**Task to complete:**
Please pull out everything from the line containing "Expected output, for every instance of the tyre, the" down to the last of the rows below, both ends included, and copy those lines word for word.

Begin Records to use

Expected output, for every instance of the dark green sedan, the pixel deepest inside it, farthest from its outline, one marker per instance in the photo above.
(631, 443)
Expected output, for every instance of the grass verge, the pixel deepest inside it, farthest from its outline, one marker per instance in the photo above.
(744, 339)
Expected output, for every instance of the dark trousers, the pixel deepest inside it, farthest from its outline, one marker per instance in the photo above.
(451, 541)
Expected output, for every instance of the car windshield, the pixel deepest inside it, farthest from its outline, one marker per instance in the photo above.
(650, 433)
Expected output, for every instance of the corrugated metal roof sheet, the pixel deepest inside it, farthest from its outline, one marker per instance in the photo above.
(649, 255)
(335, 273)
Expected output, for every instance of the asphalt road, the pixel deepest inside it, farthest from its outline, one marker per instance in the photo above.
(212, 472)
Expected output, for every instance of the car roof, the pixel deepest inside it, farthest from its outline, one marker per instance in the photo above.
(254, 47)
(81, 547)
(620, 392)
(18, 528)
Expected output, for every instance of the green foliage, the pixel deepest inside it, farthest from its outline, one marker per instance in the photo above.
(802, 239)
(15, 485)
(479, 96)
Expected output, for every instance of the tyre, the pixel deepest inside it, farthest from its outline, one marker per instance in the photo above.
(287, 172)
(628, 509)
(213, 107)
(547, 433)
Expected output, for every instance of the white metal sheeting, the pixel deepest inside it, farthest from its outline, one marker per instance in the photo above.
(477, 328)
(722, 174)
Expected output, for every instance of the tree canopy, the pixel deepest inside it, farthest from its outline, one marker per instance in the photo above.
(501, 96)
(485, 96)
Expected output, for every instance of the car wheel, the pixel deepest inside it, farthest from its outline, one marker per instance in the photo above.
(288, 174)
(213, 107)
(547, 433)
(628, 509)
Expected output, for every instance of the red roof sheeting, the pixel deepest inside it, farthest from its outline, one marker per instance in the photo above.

End Records to use

**Answer to the exercise:**
Expected output, for every instance of the tyre, the pixel deepest inside it, farthest from its outline, one marker per instance in the photo above.
(287, 172)
(628, 509)
(213, 107)
(547, 433)
Expected output, for every instance of the white metal sheeting, the pixel deepest inside it, farthest from its outline, one marker per instance in the photo above.
(477, 328)
(722, 174)
Expected output, for every instance of the tree canopy, the pixel deepest inside it, farthest from its outline, one marker per instance in the photo above.
(501, 96)
(485, 96)
Expected output, for every instance of the car wheel, the pixel deepest inside it, farthest from its outline, one marker per instance in the photo above.
(288, 174)
(213, 107)
(547, 433)
(628, 509)
Expected output, for every instance of the red roof sheeting, the pixel deepest inside it, farthest from its outline, one marker per instance in the photo above.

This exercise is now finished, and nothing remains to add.